Collected data entries
###

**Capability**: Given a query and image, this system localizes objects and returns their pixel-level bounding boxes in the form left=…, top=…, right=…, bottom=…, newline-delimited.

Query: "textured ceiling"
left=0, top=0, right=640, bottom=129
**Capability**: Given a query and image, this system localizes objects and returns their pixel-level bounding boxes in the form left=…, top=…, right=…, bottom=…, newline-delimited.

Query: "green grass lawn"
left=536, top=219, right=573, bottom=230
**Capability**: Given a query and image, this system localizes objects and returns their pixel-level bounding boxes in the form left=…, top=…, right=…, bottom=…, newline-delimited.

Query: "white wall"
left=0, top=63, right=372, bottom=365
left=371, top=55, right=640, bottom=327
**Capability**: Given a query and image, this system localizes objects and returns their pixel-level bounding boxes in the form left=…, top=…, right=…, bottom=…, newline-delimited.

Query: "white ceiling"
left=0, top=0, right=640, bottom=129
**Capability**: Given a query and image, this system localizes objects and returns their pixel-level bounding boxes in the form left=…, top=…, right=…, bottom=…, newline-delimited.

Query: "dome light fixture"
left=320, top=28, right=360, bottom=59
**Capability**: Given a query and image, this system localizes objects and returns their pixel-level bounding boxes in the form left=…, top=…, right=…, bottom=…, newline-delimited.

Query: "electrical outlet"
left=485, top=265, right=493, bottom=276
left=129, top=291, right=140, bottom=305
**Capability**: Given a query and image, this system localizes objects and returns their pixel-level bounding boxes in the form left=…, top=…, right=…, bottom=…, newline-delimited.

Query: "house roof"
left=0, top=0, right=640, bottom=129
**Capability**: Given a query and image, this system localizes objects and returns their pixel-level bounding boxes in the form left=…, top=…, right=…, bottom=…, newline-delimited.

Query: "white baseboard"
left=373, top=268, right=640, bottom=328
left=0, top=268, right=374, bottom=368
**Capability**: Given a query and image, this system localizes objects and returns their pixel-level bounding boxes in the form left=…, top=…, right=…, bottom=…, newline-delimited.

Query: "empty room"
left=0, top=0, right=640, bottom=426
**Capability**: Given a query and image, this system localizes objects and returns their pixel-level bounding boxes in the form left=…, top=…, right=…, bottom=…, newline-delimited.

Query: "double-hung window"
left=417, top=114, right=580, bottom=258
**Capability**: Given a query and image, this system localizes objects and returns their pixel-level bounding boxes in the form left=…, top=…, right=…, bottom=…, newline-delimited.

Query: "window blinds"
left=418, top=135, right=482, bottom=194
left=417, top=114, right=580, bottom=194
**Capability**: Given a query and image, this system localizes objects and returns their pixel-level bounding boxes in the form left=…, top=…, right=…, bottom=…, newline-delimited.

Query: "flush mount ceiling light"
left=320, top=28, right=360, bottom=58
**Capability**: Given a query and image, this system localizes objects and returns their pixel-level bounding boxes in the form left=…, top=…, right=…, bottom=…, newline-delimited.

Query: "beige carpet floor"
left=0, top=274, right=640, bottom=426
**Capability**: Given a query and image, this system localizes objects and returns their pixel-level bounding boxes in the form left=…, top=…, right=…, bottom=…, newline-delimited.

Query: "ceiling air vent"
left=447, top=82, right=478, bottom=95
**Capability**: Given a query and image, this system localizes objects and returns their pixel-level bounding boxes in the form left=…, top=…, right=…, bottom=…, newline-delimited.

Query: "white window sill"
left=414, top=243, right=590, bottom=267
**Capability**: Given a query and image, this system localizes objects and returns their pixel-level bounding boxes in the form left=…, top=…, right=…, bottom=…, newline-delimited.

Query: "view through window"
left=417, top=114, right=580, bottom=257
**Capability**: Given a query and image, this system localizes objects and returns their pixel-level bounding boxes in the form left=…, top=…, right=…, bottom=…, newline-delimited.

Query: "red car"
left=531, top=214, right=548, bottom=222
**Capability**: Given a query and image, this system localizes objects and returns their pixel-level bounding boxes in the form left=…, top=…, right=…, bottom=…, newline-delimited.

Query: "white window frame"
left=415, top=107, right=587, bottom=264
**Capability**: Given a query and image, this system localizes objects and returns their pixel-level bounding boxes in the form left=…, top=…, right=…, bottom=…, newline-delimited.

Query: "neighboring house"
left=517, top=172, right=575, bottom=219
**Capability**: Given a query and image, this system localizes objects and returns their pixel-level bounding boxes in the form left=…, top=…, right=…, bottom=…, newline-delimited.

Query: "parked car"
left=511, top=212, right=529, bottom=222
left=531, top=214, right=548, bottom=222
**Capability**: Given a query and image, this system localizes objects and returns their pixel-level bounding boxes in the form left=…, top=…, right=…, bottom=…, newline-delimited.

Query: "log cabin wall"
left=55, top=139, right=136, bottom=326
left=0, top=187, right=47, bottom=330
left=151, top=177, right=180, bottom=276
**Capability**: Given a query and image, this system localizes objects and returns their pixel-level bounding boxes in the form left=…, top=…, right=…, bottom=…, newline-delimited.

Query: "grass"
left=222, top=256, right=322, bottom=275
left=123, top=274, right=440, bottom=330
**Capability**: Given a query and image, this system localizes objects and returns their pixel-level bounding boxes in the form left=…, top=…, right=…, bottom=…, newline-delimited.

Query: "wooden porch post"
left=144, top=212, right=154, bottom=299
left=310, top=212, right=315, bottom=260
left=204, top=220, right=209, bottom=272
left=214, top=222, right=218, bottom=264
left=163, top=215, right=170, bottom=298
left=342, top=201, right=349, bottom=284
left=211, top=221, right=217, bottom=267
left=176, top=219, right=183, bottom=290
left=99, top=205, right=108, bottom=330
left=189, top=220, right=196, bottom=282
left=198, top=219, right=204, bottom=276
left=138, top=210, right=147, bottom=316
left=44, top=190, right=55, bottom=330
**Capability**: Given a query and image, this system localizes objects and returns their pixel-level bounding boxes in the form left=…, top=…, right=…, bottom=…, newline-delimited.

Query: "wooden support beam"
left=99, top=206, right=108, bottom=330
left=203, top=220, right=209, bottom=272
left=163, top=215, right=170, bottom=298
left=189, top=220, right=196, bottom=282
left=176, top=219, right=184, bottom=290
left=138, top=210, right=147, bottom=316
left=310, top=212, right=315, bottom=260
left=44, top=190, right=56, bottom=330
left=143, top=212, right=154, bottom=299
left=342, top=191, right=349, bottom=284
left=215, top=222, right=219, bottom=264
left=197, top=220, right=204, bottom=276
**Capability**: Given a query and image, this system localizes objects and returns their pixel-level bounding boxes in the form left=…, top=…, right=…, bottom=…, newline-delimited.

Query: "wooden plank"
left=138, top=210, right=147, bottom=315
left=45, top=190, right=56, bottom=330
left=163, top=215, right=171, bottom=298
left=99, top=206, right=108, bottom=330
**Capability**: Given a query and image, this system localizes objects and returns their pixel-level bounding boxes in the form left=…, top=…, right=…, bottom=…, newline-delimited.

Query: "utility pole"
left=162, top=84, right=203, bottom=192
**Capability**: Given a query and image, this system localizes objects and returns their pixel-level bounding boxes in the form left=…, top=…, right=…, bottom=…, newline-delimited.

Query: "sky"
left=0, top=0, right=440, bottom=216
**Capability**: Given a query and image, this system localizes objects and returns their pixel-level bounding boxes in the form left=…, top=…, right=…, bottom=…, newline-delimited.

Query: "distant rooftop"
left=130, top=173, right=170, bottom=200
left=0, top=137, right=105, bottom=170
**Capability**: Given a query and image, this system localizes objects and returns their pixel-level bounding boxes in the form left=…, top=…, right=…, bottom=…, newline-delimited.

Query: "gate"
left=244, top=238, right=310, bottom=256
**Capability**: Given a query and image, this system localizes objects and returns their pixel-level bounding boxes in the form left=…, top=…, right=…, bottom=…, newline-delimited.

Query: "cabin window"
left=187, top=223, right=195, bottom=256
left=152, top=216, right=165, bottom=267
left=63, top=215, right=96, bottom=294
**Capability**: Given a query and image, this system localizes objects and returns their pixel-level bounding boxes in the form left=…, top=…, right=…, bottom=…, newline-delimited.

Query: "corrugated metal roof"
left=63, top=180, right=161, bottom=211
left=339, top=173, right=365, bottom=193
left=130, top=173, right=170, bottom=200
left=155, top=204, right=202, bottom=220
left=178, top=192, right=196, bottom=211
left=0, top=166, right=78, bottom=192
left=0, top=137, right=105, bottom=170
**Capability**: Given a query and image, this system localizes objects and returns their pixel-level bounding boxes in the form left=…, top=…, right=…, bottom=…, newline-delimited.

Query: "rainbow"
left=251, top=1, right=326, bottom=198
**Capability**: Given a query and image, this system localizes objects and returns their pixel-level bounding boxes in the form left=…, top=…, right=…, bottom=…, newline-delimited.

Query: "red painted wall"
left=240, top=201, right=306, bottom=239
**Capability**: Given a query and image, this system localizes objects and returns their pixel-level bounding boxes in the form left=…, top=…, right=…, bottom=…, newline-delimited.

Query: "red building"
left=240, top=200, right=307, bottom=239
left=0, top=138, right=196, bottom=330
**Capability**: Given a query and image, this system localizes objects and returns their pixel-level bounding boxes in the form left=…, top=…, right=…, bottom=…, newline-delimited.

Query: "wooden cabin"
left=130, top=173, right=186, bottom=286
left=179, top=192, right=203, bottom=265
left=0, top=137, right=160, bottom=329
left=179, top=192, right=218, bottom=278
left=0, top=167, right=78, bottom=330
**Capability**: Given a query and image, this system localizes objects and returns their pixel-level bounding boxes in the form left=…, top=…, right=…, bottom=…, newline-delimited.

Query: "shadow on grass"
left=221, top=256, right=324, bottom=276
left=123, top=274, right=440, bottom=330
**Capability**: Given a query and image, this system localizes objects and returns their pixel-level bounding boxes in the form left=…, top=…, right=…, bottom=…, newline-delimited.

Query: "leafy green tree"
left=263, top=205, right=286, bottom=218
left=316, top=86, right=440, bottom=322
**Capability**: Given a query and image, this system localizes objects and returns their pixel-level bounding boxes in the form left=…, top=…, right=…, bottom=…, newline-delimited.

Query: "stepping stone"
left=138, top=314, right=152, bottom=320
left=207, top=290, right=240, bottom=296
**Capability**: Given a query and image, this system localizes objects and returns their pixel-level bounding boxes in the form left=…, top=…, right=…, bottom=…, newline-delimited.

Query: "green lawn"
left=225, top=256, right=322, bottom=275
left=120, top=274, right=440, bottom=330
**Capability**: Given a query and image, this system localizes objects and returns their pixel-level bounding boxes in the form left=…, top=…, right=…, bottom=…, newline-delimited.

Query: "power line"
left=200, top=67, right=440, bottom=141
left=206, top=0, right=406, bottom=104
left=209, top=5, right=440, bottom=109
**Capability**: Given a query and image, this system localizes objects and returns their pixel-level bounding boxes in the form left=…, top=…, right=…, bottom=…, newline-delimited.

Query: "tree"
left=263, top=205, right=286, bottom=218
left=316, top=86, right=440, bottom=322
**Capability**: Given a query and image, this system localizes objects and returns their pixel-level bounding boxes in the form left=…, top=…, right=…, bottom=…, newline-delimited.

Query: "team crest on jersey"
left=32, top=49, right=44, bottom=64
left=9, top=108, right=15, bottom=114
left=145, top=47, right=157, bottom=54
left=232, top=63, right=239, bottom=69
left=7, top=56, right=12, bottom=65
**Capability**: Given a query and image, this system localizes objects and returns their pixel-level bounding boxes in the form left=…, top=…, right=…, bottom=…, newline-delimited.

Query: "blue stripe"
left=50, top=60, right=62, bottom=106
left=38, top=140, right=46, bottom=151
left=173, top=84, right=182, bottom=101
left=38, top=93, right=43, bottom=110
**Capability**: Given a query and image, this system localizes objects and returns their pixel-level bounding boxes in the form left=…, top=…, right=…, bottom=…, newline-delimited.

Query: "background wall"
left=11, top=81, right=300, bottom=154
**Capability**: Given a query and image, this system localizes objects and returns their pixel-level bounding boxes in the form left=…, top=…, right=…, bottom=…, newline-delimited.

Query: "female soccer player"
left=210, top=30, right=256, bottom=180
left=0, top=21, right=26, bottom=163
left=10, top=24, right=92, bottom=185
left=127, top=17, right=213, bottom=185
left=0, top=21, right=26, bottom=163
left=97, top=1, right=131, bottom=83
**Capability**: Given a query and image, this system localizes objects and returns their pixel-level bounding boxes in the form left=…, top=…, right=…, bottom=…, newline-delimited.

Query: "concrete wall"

###

• BRIEF
Pick out every line in the listing above that contains the word "white", and copy each one out. Case counts.

• RESPONSE BELOW
Query: "white wall"
Query: "white ceiling"
Query: "white baseboard"
Query: "white window sill"
Query: "white window frame"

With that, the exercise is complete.